━━━ Selected excerpt ━━━
Minister of National Economy
- In office 10 April 1950 – 5 May 1951
- President: Mamerto Urriolagoitía
- Preceded by: Egberto Ergueta Quiroga
- Succeeded by: Juan Manuel Crespo Lugo

Personal details
- Born: December 19, 1900 La Paz, Bolivia
- Died: July 13, 1961 Lima, Peru
- Spouse: Mercedes Ergueta
- Children: 3
- Parent(s): Julio Nardín María Rivas

= Luis Nardín Rivas =

Bolivian politician

Luis Nardín Rivas (19 December 1900 – 13 July 1961) was a Bolivian politician who served as Mayor of La Paz twice; (1942–1943) and (1948–1950). He was a prominent politician during the final stages of the oligarchic Republic of Bolivia and an ally of the old elite. After his second term ended, he would become Minister of National Economy (1950–1951), and would briefly work as a diplomat in the Bolivian delegation to Brazil in 1951. After the Bolivian National Revolution of 1952, he was exiled to Peru where he spent the rest of his life.
━━━
> What the task asks: Write out the passage of the Luis Nardín Rivas biography between "Luis Nardín Rivas (19" and "of his life.", inclusive, keeping every word and mark unchanged.
━━━ Supplied entries ━━━
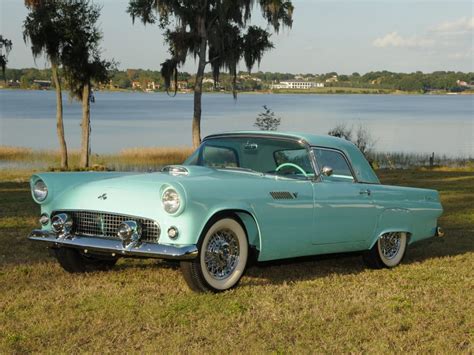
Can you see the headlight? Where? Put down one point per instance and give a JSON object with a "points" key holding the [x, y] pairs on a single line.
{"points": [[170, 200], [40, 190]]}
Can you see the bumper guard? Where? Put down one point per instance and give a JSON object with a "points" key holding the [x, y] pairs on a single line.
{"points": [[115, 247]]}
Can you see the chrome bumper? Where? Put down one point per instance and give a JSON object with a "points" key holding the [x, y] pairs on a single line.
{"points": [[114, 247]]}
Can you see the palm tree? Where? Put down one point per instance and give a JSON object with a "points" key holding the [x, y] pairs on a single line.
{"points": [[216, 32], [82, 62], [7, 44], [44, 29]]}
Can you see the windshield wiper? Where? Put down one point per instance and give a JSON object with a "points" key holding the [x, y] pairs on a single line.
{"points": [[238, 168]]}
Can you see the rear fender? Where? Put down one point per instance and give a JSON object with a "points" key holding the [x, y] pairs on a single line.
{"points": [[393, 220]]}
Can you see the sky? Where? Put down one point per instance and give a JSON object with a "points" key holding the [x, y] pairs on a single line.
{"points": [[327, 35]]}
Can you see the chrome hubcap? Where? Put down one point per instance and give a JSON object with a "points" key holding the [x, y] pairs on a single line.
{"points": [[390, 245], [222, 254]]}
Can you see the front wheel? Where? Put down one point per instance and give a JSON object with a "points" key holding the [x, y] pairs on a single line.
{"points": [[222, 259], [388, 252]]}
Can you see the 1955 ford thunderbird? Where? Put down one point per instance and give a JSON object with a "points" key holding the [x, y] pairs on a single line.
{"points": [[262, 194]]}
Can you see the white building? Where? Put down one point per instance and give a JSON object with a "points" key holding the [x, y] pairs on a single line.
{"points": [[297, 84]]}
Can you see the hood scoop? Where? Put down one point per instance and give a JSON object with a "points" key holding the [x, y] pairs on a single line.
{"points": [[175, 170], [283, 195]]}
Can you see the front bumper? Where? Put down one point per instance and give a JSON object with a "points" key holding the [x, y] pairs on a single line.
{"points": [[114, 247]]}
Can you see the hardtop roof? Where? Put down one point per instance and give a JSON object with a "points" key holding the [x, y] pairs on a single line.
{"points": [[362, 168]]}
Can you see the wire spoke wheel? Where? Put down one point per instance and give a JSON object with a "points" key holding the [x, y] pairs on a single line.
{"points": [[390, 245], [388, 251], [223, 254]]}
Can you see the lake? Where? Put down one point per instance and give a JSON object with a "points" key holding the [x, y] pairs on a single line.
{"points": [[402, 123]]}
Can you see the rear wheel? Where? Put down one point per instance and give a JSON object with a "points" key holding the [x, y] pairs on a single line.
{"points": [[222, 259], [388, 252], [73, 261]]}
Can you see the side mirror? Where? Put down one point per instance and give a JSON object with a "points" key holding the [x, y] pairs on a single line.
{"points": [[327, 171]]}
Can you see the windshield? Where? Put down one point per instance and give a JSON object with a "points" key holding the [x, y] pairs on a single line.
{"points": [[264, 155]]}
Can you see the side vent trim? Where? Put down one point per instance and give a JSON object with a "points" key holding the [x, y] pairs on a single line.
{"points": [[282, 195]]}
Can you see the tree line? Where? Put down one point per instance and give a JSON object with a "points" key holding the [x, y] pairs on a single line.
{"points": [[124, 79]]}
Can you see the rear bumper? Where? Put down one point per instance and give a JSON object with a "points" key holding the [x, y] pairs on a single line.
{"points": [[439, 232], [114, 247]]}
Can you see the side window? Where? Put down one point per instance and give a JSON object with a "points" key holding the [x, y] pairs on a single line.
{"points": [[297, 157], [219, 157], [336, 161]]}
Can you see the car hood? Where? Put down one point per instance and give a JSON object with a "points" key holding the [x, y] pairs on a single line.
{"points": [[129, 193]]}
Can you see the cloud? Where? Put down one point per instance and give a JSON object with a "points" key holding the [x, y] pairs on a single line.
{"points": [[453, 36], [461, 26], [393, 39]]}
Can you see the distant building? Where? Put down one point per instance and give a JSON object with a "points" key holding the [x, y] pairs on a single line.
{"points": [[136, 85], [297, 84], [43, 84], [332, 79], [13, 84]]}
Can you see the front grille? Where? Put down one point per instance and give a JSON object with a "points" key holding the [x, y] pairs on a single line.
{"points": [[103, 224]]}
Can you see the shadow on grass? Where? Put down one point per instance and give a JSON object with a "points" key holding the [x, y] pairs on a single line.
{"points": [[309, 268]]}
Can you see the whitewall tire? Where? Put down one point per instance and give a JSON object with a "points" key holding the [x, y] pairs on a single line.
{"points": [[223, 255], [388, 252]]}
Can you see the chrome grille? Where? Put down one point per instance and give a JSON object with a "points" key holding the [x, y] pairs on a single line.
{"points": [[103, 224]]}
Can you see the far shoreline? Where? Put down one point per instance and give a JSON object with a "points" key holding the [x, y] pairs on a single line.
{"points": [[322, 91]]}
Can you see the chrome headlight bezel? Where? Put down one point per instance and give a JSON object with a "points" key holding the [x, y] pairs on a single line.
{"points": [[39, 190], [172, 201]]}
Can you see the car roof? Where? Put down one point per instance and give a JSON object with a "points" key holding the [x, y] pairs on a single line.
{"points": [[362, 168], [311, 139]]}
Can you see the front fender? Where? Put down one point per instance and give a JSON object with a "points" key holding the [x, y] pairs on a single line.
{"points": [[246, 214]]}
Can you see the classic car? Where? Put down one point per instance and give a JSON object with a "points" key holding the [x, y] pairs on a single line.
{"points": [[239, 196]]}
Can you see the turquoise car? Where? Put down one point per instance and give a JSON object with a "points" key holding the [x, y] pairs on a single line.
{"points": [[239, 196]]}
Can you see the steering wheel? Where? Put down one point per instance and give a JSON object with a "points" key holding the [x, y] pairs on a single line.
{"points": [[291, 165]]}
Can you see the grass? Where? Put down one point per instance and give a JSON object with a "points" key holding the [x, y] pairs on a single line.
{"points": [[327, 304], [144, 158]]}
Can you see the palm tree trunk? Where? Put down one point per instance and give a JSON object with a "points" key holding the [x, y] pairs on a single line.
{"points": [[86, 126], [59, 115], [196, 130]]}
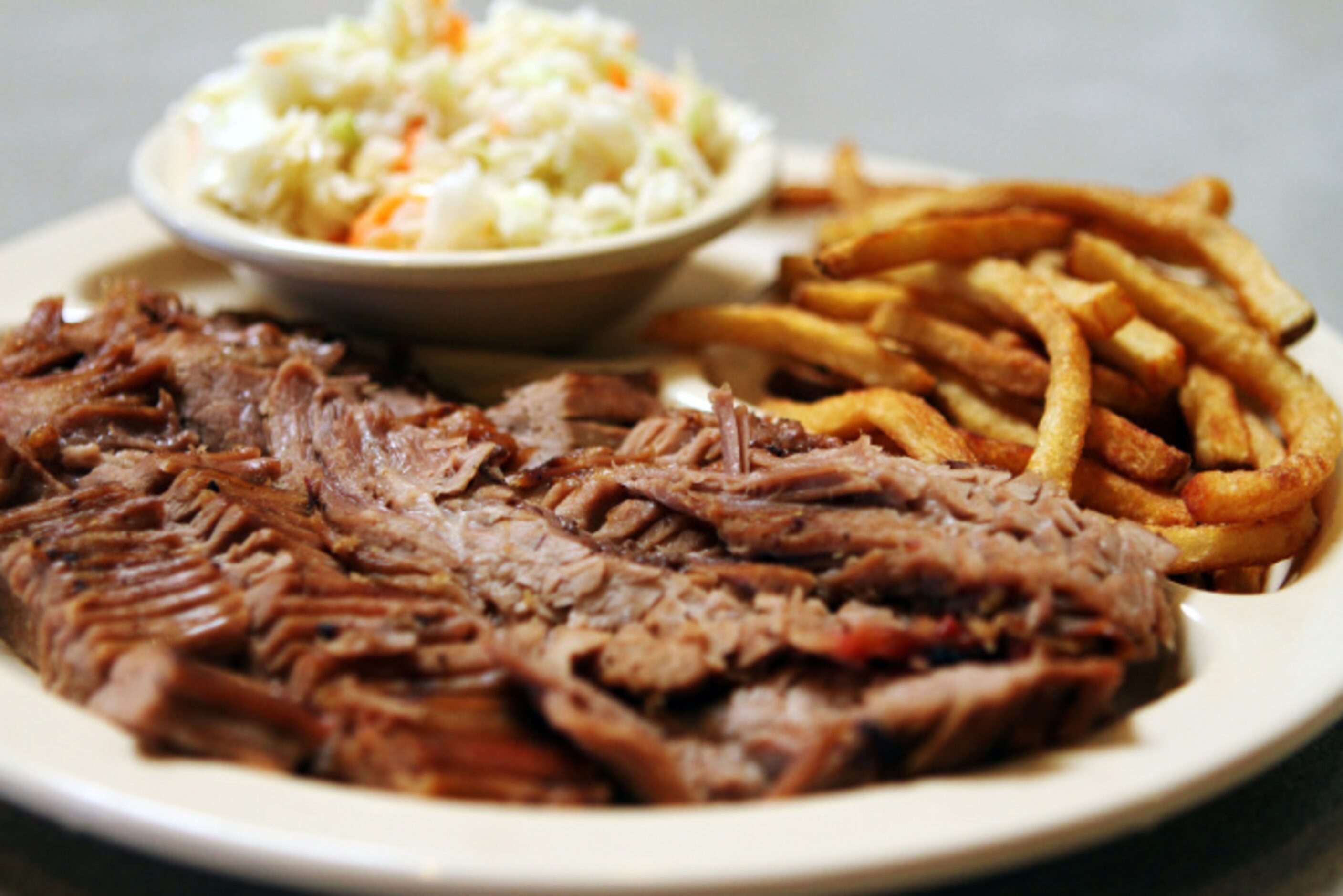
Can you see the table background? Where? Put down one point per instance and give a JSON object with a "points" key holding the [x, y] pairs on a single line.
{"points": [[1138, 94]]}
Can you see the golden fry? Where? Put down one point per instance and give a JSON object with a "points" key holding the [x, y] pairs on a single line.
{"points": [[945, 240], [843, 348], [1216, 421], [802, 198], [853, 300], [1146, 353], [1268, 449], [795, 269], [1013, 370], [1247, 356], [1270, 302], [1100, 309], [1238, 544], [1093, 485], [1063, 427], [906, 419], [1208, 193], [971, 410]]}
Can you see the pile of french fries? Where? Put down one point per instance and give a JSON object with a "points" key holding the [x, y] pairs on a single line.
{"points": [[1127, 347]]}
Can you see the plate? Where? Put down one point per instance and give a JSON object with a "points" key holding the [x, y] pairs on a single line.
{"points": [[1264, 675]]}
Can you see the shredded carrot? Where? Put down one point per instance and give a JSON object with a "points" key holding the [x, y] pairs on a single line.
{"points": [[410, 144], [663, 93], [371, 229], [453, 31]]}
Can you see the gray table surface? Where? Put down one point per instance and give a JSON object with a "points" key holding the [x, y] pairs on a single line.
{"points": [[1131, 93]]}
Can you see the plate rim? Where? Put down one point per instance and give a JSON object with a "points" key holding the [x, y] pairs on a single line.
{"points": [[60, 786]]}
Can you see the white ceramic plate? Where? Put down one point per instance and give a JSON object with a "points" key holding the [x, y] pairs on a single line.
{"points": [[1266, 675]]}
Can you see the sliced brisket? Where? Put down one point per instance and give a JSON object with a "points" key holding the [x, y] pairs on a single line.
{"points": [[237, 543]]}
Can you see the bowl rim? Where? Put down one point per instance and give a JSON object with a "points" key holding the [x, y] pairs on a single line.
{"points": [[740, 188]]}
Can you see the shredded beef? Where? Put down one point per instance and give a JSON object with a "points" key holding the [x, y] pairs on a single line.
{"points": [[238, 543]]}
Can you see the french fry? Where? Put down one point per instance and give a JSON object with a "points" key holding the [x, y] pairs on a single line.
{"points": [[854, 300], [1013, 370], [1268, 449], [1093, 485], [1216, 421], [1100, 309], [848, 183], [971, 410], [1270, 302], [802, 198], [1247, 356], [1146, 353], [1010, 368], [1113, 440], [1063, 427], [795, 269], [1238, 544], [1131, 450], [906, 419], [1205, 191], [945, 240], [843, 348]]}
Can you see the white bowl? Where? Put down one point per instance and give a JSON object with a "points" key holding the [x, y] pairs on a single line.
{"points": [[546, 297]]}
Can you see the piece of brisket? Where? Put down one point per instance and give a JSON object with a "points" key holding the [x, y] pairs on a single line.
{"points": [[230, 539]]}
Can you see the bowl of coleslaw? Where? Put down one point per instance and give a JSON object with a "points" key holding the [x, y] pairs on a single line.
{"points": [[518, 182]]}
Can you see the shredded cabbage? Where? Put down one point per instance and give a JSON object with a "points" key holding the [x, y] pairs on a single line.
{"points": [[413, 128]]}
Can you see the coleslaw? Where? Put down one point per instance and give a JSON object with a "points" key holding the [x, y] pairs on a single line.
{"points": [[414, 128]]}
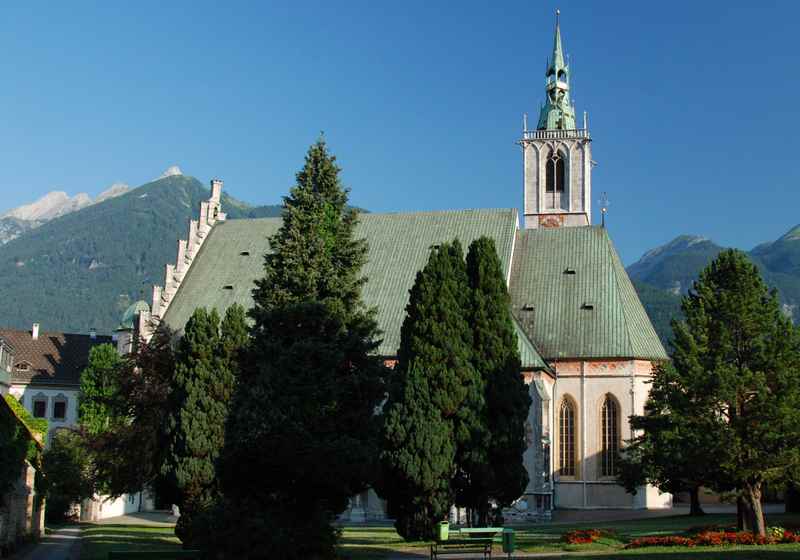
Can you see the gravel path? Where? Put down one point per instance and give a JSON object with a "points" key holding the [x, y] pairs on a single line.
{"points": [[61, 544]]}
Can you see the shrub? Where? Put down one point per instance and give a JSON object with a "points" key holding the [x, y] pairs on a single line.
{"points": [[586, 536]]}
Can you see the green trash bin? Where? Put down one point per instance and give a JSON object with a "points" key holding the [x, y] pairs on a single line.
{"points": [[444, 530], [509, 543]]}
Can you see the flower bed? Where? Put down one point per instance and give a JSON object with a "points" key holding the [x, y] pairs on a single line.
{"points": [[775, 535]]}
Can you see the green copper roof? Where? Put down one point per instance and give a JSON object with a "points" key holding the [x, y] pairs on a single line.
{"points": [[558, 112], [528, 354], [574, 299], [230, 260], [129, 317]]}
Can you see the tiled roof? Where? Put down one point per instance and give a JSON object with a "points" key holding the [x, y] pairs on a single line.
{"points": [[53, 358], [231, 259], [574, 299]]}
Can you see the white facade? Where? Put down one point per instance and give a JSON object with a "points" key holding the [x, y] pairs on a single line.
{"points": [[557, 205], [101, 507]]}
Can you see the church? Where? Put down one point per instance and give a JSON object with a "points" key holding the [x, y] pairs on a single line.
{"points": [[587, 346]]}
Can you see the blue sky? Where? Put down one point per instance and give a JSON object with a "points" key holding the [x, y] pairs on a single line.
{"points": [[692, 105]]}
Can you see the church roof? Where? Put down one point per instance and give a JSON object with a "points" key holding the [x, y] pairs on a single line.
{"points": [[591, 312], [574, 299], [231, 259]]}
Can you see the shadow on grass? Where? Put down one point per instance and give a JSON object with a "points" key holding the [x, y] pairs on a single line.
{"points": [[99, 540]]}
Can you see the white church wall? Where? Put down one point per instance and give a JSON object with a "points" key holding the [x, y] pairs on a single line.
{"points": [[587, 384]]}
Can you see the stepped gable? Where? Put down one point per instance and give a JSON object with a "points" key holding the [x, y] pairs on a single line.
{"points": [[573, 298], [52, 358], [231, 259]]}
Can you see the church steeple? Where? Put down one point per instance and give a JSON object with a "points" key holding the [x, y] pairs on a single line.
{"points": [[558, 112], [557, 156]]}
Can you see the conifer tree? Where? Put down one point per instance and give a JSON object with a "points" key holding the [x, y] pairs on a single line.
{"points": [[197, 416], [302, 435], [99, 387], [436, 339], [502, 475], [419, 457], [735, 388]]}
━━━
> Response to the exercise:
Luis Nardín Rivas (19 December 1900 – 13 July 1961) was a Bolivian politician who served as Mayor of La Paz twice; (1942–1943) and (1948–1950). He was a prominent politician during the final stages of the oligarchic Republic of Bolivia and an ally of the old elite. After his second term ended, he would become Minister of National Economy (1950–1951), and would briefly work as a diplomat in the Bolivian delegation to Brazil in 1951. After the Bolivian National Revolution of 1952, he was exiled to Peru where he spent the rest of his life.